* _EXERCISE DIRECTIONS_: Copy each of the entries below line for line, without changing any character.

++++ MATERIAL SHOWN ++++

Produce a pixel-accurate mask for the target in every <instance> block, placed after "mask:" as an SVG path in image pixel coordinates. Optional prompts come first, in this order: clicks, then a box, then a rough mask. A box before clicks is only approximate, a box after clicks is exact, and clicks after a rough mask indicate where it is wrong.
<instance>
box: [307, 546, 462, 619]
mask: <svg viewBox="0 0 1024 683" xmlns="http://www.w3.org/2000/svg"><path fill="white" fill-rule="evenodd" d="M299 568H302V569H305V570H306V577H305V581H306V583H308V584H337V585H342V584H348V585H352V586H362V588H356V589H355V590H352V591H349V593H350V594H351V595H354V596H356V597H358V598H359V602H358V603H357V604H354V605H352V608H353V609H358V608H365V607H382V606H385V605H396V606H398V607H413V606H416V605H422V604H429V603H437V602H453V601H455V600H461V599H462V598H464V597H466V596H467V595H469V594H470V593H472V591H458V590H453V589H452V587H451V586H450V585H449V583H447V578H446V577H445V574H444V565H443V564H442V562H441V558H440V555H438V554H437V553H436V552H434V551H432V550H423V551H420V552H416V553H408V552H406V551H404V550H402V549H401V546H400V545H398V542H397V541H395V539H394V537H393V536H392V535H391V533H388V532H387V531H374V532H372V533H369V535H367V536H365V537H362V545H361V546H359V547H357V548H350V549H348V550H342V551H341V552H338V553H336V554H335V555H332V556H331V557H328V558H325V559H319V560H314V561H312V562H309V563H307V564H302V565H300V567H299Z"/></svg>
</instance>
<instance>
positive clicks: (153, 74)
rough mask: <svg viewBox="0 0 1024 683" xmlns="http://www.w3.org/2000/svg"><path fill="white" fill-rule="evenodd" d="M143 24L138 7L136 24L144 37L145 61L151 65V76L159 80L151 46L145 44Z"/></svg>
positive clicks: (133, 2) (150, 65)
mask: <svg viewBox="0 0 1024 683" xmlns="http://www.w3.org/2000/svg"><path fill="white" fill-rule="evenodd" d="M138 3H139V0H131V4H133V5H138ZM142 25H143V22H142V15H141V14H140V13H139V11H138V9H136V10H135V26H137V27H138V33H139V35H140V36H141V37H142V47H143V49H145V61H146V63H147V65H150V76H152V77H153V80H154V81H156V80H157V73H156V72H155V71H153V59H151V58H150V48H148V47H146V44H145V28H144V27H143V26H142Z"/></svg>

++++

* _RESULT FOR THIS TASK_:
Produce a pixel-accurate mask for the target in every <instance> block, placed after "mask:" as an SVG path in image pixel coordinates. Optional prompts come first, in this order: clicks, then a box, then a rough mask. A box before clicks is only approximate, a box after clicks is exact, and clicks after a rough mask indicate where it is wrong.
<instance>
box: [307, 546, 462, 619]
mask: <svg viewBox="0 0 1024 683" xmlns="http://www.w3.org/2000/svg"><path fill="white" fill-rule="evenodd" d="M299 568H302V569H305V570H306V577H305V581H306V583H308V584H337V585H342V584H348V585H352V586H362V588H356V589H355V590H352V591H349V593H350V594H351V595H354V596H356V597H358V598H359V602H358V603H357V604H354V605H352V608H353V609H358V608H365V607H382V606H385V605H396V606H398V607H413V606H416V605H422V604H429V603H437V602H453V601H455V600H461V599H462V598H464V597H466V596H467V595H469V594H470V593H472V591H458V590H453V589H452V587H451V586H450V585H449V583H447V578H446V577H445V574H444V565H443V564H442V562H441V558H440V555H438V554H437V553H436V552H434V551H432V550H423V551H420V552H416V553H408V552H406V551H404V550H402V549H401V546H400V545H398V542H397V541H395V539H394V537H393V536H392V535H391V533H388V532H387V531H374V532H372V533H369V535H367V536H365V537H362V545H361V546H359V547H357V548H350V549H348V550H342V551H341V552H338V553H336V554H335V555H332V556H331V557H328V558H325V559H319V560H314V561H312V562H309V563H307V564H302V565H300V567H299Z"/></svg>
</instance>
<instance>
positive clicks: (153, 74)
rough mask: <svg viewBox="0 0 1024 683" xmlns="http://www.w3.org/2000/svg"><path fill="white" fill-rule="evenodd" d="M143 24L138 7L136 24L144 37L145 61L151 65V76L159 80L151 46L145 44Z"/></svg>
positive clicks: (133, 2) (150, 65)
mask: <svg viewBox="0 0 1024 683" xmlns="http://www.w3.org/2000/svg"><path fill="white" fill-rule="evenodd" d="M138 3H139V0H131V4H133V5H138ZM142 25H143V22H142V15H141V14H140V13H139V11H138V9H136V10H135V26H137V27H138V33H139V35H140V36H141V37H142V47H143V49H145V61H146V63H147V65H150V76H152V77H153V80H154V81H156V80H157V73H156V72H155V71H153V59H151V58H150V48H148V47H146V44H145V28H144V27H143V26H142Z"/></svg>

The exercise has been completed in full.